---------- Texto de partida

Ellos salieron de sus casas un día con la esperanza de ganarse una plata fácil, trabajando en una finca o participando en un negocio ilícito, sin saber que apenas unos días después sus cuerpos yacerían en fosas comunes en Ocaña y Cimitarra, luego de ser presentados por agentes de las fuerzas militares como trofeos de guerra.
Nadie sabe exactamente qué está pasando. Nadie sabe las respuestas a tantos interrogantes que ha generado ese espectáculo macabro. Nadie sabe por qué los jóvenes de los sectores populares terminan fusilados por gente pervertida y son presentados como ilegales caídos en combate.
Las hipótesis son muchas. Se dice que fueron comprados a reclutadores a precios irrisorios para que los jefes militares de las zonas afectadas por el dominio paramilitar pudieran demostrar ante sus superiores que están cumpliendo con su labor, y así dejar actuar impunemente a esas bandas criminales.

--------------------
---------- Información proporcionada

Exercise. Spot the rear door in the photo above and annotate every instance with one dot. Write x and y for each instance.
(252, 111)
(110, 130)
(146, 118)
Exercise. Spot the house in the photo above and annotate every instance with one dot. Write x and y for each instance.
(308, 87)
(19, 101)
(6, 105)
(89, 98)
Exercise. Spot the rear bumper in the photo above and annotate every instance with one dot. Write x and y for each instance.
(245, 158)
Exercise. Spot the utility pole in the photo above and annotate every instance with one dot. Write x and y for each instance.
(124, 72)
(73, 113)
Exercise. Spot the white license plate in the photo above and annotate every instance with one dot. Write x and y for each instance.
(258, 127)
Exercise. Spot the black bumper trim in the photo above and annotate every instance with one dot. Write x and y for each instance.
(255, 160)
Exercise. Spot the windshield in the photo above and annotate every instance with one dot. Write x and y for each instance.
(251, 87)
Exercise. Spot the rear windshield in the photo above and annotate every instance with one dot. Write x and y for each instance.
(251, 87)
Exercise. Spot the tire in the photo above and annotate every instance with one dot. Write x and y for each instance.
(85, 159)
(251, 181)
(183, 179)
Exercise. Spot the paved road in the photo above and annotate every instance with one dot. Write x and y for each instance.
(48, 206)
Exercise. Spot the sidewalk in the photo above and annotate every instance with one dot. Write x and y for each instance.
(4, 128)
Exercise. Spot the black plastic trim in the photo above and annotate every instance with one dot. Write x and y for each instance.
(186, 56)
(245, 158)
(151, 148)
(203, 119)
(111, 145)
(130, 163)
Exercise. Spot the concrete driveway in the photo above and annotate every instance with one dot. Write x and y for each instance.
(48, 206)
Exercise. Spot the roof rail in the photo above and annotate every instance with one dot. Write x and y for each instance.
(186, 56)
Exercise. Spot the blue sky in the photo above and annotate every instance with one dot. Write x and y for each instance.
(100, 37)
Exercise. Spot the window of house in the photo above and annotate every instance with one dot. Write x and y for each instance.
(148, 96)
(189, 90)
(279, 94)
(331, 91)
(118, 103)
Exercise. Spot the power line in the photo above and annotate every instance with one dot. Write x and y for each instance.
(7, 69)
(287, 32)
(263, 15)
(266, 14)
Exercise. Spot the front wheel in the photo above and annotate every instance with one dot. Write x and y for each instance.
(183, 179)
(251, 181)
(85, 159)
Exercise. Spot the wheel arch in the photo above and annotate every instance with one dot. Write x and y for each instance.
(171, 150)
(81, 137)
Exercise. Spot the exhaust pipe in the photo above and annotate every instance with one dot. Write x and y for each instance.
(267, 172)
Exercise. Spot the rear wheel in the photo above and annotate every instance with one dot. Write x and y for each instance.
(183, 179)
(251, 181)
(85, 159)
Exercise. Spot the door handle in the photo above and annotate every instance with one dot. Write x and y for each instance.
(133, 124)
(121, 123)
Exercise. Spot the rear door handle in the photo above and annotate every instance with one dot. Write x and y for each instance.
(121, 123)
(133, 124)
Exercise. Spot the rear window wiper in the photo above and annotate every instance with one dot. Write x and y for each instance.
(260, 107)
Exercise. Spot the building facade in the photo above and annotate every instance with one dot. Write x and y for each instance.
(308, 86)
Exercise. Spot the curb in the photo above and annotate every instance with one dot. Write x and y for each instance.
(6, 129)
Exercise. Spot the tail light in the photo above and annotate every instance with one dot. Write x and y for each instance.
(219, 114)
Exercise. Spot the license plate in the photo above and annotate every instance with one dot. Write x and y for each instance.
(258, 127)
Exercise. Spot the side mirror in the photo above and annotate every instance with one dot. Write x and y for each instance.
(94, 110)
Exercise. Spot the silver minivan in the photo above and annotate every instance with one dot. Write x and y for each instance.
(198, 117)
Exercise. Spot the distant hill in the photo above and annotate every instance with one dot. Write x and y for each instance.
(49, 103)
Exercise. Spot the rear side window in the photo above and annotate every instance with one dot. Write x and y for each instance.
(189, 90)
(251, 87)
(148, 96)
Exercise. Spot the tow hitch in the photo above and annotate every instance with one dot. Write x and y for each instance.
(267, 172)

--------------------

• En qué consiste: Prosigue el texto de partida, sobre los jóvenes asesinados y presentados como caídos en combate, desde donde termina.

• Resultado del ejercicio:
Se habla también de que esos grupos emergentes están pagando por cada joven engañado, como ganado que se lleva al matadero para crear ambiente de seguridad. Muchachos sumidos en la pobreza, con problemas de toda índole, ilusionados con el dinero fácil, todos sin futuro. Algunos con problemas siquiátricos.
Cada hipótesis es horrorosa. Porque demuestra el alto grado de envilecimiento en que ha caído el conflicto armado interno, y la descomposición moral de algunos colombianos. El propio ministro de Defensa ruega porque las investigaciones no comprometan a los hombres bajo su mando y rechaza a quienes piden resultados a punta de cadáveres.
Lo cierto es que el mundo mira con horror lo que está pasando. Se trata de un falso positivo que mancha el sistema democrático y lesiona aún más la maltrecha imagen internacional de Colombia, el país más violento del mundo, con el mayor número de desplazados forzados, con la cuota más alta de sindicalistas asesinados.
Este caso recuerda el de la banda que mataba indigentes en Barranquilla para vender los cadáveres a un centro académico. Solo que esta vez se trata de muchachos a quienes se asesinó con la esperanza de que nadie los reclamara, ni llorara su muerte.
Colombia entera está consternada. Y no es para menos, porque no se puede estar tranquilo en la casa si los muchachos salen y no regresan, si las bandas emergentes trabajan de la mano de algunos agentes descompuestos del Estado y si la impunidad cubre ese tipo de delitos.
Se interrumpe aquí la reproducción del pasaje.